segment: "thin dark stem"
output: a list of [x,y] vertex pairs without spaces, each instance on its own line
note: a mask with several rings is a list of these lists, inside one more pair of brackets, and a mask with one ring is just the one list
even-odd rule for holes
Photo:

*****

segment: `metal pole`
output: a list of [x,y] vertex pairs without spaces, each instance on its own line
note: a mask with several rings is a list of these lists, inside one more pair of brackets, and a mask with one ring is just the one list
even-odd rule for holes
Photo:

*****

### To do
Go through the entries and return each line where the word "segment" appears.

### Task result
segment: "thin dark stem"
segment: `metal pole`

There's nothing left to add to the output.